Text segment →
Edinburgh Research Archive

Conjoint Heligmosomoides polygyrus and Trypanosoma congolense infection in mice

Abstract


The economic importance of gastro-intestinal nematodes and African trypanosome infections of farm animals in the tropics has been presented as the rationale for research into the aspects of these infections with the hope of devising control measures which will increase animal productivity. The scientific literature on the development, immunology and pathology of gastro-intestinal nematode and protozoan infections with particular reference to Heligmosomoides polygyrus and African trypanosomes and the effects of concurrent infections, with these classes of parasites, on the host has been reviewed.
Experiments were conducted to develop a suitable laboratory model involving H. polygyrus and Trypanosoma congolense in female TO mice in order to study the effects of some factors such as the timing of conjoint infections, the role of immunity to the helminth infection in the face of conjoint challenge infection and the responses of the host as well as that of the parasites to conjoint infections.

Problem statement → In the abstract on conjoint Heligmosomoides polygyrus and Trypanosoma congolense infection in mice, list the aspects of gastro-intestinal nematode and protozoan infections that the reviewed scientific literature covers.

Stored items
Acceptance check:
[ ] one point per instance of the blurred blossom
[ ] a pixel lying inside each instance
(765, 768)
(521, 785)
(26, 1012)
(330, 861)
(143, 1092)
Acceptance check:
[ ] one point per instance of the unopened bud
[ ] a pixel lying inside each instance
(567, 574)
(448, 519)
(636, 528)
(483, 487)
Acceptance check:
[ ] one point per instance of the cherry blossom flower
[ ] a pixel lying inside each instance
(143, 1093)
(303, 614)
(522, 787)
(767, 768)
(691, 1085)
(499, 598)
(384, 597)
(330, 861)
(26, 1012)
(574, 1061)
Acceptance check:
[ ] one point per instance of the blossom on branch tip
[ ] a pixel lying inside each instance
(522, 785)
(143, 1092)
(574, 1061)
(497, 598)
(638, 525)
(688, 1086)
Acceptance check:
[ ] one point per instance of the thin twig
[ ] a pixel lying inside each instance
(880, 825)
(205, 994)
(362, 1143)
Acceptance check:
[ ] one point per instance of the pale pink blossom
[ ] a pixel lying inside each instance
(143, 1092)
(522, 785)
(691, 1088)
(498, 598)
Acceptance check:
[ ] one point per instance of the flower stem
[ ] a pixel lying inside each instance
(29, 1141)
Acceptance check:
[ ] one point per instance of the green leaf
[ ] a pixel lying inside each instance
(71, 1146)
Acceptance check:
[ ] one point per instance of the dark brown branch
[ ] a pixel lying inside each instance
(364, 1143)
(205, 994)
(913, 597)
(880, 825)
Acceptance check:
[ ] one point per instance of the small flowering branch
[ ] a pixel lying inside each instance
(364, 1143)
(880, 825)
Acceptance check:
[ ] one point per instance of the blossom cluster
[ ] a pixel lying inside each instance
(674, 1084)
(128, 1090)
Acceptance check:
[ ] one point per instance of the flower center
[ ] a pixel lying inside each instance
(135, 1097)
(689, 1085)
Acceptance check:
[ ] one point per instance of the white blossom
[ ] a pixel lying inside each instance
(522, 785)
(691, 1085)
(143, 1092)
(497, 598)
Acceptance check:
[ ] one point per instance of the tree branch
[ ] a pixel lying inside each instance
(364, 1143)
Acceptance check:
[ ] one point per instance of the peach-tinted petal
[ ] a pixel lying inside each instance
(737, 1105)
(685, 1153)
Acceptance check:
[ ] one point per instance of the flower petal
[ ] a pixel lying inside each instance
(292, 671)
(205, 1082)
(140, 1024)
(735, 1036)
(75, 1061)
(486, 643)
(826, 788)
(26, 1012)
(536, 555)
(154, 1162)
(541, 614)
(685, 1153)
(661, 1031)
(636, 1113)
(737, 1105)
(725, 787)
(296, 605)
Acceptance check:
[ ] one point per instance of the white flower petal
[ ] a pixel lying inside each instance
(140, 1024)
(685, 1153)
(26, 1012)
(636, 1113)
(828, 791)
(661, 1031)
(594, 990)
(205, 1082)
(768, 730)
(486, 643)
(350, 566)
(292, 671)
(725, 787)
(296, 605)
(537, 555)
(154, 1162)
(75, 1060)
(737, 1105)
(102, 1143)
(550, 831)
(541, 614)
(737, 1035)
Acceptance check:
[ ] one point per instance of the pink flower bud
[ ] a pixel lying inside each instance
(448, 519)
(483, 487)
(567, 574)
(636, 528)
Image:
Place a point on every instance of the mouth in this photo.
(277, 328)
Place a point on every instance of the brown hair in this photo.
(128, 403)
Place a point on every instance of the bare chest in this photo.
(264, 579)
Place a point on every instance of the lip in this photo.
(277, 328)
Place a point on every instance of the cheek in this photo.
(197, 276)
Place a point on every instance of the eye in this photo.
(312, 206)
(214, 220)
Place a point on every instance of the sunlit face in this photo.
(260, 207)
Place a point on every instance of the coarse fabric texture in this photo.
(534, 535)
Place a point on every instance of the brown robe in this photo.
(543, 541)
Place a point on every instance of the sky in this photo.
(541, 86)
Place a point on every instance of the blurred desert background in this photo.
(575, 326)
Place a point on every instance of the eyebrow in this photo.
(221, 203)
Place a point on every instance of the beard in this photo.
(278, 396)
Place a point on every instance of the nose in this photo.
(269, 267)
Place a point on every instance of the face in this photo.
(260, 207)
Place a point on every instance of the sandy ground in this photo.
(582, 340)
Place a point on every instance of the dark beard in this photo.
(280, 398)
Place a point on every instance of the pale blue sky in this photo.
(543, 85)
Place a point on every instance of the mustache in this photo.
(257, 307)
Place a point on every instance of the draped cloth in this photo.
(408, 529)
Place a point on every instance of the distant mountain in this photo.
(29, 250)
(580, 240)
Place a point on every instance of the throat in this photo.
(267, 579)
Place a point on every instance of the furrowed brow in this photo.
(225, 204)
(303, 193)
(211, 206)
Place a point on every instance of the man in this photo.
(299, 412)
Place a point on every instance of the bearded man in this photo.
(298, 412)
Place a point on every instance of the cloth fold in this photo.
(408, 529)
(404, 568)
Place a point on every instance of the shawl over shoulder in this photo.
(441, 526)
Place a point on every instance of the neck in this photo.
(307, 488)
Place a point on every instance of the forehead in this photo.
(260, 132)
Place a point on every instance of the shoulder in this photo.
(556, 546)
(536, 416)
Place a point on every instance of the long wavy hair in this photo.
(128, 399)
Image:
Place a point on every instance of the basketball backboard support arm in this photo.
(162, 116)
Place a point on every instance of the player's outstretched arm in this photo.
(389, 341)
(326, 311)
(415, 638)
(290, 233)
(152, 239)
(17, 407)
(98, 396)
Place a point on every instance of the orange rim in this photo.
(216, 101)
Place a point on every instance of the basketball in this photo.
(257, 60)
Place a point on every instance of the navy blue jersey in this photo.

Output of the exercise → Development, immunology, pathology